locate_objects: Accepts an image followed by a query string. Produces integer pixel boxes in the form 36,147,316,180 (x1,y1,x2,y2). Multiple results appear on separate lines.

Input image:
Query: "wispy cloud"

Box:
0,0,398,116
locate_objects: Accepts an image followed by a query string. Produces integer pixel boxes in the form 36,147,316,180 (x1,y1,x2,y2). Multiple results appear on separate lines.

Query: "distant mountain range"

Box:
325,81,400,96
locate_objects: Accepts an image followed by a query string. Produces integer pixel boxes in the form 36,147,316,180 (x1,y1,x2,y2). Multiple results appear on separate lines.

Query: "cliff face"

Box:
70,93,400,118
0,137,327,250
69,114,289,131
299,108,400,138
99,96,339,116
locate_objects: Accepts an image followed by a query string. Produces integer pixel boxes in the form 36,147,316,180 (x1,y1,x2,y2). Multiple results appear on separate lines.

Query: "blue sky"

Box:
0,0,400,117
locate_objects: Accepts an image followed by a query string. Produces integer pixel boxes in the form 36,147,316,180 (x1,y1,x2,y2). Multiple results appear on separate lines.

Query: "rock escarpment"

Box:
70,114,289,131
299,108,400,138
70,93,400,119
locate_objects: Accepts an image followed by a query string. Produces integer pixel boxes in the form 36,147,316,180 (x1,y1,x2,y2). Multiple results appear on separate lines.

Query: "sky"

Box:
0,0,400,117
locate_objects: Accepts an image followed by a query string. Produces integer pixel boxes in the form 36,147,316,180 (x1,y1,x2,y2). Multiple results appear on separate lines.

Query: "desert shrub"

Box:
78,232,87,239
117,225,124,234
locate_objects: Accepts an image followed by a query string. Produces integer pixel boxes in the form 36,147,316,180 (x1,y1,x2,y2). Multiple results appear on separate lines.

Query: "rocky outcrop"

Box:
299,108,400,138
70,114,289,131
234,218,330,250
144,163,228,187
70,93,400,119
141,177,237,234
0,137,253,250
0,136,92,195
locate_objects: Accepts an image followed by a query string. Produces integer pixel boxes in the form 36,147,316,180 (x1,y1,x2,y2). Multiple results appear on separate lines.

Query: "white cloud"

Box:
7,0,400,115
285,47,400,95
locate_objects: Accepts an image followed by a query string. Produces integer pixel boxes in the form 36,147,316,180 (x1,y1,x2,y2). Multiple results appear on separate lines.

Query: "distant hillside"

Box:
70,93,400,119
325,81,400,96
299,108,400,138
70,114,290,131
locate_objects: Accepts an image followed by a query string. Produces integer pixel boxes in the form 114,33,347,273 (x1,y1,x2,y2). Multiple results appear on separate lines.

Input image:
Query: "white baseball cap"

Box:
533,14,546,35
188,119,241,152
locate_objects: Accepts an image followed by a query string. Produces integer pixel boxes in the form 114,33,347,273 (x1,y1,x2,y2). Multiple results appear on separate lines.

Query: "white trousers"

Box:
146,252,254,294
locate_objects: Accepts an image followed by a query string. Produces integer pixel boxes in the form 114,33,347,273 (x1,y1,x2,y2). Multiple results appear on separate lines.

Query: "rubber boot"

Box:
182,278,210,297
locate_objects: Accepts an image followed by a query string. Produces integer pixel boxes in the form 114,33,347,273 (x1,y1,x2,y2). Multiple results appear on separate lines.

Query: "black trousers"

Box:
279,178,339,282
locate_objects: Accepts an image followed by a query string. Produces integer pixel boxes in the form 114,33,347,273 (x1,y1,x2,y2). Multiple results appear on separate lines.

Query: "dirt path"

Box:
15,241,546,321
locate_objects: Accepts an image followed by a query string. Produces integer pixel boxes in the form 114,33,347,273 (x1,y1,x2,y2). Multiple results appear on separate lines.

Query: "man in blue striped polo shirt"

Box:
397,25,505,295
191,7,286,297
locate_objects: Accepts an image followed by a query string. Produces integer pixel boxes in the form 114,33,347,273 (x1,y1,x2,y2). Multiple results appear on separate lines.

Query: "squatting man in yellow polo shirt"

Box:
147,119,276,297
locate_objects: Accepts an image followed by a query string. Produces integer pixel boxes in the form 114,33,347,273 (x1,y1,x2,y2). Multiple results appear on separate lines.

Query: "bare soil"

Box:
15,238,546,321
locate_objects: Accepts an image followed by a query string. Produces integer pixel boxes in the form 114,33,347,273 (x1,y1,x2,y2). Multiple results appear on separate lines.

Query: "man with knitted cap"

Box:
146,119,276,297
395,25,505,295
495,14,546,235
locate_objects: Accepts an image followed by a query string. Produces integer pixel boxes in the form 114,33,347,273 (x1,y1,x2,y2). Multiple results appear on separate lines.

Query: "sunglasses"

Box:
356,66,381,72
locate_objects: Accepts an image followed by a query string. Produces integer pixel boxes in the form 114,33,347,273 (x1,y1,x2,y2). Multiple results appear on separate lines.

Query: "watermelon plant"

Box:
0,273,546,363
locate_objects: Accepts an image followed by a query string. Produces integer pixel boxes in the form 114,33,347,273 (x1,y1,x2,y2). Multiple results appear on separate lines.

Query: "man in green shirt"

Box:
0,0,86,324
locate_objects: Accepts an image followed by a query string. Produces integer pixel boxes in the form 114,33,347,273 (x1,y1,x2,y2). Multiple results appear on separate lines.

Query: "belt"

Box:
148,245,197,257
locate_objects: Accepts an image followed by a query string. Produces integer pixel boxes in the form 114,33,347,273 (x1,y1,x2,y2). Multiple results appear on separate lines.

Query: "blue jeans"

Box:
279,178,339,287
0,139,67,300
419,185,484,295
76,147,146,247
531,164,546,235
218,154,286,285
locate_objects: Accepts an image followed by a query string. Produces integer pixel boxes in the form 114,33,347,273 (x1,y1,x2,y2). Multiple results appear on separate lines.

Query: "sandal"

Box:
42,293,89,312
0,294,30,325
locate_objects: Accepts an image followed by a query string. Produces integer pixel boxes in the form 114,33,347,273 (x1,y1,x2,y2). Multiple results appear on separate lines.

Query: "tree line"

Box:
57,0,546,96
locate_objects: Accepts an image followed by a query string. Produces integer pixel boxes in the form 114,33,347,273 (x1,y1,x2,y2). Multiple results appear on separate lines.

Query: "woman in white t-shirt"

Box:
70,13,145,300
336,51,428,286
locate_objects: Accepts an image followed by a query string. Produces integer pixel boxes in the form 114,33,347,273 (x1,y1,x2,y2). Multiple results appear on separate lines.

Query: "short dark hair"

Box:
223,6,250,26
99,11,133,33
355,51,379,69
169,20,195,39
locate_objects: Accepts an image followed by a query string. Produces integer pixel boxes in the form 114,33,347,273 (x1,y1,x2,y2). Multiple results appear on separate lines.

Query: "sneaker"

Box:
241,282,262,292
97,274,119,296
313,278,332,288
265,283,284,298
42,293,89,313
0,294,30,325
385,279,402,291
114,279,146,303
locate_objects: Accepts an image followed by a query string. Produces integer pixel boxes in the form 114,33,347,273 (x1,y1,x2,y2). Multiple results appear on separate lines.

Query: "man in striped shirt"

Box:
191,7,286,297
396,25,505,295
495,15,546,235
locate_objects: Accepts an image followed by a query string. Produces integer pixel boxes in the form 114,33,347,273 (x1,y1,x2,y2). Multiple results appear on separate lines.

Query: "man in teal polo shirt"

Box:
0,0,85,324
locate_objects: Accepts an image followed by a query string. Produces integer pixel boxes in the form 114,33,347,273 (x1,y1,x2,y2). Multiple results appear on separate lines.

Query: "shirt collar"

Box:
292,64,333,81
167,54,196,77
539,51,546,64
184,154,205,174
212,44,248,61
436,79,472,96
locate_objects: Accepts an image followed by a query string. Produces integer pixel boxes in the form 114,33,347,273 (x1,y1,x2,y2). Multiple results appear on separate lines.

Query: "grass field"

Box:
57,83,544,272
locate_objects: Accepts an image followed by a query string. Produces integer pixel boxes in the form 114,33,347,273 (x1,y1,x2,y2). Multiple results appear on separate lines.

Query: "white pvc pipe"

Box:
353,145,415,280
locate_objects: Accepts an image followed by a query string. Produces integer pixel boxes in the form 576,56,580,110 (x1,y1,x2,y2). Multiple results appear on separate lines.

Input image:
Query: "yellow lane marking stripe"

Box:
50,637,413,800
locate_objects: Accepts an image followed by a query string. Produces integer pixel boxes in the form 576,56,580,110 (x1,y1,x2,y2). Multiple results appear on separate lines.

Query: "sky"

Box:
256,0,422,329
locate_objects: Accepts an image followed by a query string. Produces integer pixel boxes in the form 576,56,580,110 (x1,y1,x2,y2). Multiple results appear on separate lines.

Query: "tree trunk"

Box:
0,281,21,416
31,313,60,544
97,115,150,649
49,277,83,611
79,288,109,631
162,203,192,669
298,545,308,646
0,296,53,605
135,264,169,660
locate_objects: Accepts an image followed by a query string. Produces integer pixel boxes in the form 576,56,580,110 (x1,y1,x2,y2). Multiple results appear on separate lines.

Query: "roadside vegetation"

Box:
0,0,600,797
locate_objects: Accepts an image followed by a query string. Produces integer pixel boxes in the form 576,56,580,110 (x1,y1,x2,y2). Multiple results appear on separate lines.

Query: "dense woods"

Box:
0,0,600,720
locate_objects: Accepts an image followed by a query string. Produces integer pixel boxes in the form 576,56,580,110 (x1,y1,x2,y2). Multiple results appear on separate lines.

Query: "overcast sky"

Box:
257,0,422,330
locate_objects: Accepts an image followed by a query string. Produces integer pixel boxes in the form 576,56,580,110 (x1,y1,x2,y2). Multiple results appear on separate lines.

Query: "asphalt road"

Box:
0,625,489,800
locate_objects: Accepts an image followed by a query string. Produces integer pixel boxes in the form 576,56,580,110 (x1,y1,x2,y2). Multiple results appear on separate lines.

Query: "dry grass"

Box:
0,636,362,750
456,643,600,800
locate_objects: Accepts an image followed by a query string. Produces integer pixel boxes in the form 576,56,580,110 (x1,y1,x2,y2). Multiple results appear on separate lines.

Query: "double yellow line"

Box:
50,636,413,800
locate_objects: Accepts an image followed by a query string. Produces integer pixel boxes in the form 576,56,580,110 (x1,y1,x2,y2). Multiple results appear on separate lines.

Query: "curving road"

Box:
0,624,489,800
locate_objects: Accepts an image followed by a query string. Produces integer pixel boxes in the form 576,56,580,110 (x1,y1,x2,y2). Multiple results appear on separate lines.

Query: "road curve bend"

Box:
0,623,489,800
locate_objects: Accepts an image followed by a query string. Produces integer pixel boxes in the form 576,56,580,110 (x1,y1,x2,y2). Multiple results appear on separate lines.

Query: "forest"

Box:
———
## Objective
Rewrite the listing above as a numbered list, from its first line through the line containing "117,225,124,234", including both, and omit any blank lines.

## Result
1. locate_objects: Accepts an image followed by a query string. Produces integer pixel boxes in the form 36,147,316,180 (x1,y1,x2,y2). Multiple results appear on separate lines.
2. Input image:
3. Query: "wispy cloud"
4. Box:
5. 0,0,398,116
6. locate_objects: Accepts an image followed by a query string. Produces integer pixel boxes in the form 36,147,316,180 (x1,y1,x2,y2). Multiple results appear on separate lines.
7. Query: "distant mountain range"
8. Box:
9. 325,81,400,96
10. locate_objects: Accepts an image followed by a query string. Produces integer pixel boxes in the form 36,147,316,180 (x1,y1,x2,y2). Multiple results appear on separate lines.
11. Query: "cliff face"
12. Box:
13. 70,93,400,118
14. 0,137,327,250
15. 69,114,289,131
16. 299,108,400,138
17. 99,96,339,116
18. locate_objects: Accepts an image followed by a query string. Produces integer pixel boxes in the form 36,147,316,180 (x1,y1,x2,y2). Multiple results appear on separate lines.
19. Query: "blue sky"
20. Box:
21. 0,0,400,117
22. locate_objects: Accepts an image followed by a query string. Produces integer pixel boxes in the form 36,147,316,180 (x1,y1,x2,y2). Multiple results appear on separate lines.
23. Query: "rock escarpment"
24. Box:
25. 70,114,289,131
26. 299,108,400,138
27. 70,93,400,119
28. locate_objects: Accepts an image followed by a query string. Produces integer pixel boxes in the form 36,147,316,180 (x1,y1,x2,y2). Multiple results appear on separate lines.
29. Query: "sky"
30. Box:
31. 0,0,400,117
32. locate_objects: Accepts an image followed by a query string. Produces integer pixel boxes in the form 36,147,316,180 (x1,y1,x2,y2). Multiple results appear on separate lines.
33. Query: "desert shrub"
34. Box:
35. 78,232,87,239
36. 117,225,124,234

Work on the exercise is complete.